> _EXERCISE DIRECTIONS_
Rewrite every line of the listing below as a numbered list, skipping any blank lines. Leave the pictures out of your answer.

> _RECORDS PROVIDED_
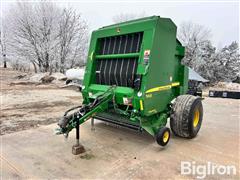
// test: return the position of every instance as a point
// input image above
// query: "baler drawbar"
(134, 78)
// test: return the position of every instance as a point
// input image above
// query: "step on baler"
(134, 78)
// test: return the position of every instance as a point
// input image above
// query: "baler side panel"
(162, 68)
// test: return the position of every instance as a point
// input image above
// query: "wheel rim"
(165, 136)
(196, 118)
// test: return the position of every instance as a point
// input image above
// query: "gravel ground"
(28, 106)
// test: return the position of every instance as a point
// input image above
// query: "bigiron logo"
(200, 171)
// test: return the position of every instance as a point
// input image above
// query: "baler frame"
(148, 46)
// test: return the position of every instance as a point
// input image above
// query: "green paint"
(164, 68)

> _EXERCISE SOLUTION_
1. // test: return the position of every instance as a point
2. // input image above
3. // query: "baler drawbar"
4. (134, 78)
5. // test: return the position of every instance as a point
6. // input image above
7. // query: "step on baler"
8. (134, 78)
9. // test: return the position of every instance as a point
10. // input image above
11. // query: "baler side panel"
12. (162, 68)
13. // test: return the position of every instance as a point
14. // input image above
15. // query: "wheel rim"
16. (165, 136)
17. (196, 118)
18. // test: return the position of every instance as a point
19. // input image above
20. // query: "gravel ground"
21. (28, 106)
22. // test: return the position of every instance as a point
23. // input image above
24. // query: "bigiron logo"
25. (200, 171)
26. // test: return the position of every instance as a point
27. // input image above
28. // query: "baler frame"
29. (148, 46)
30. // test: return the position of every instance as a point
31. // input image above
32. // query: "green paint"
33. (164, 68)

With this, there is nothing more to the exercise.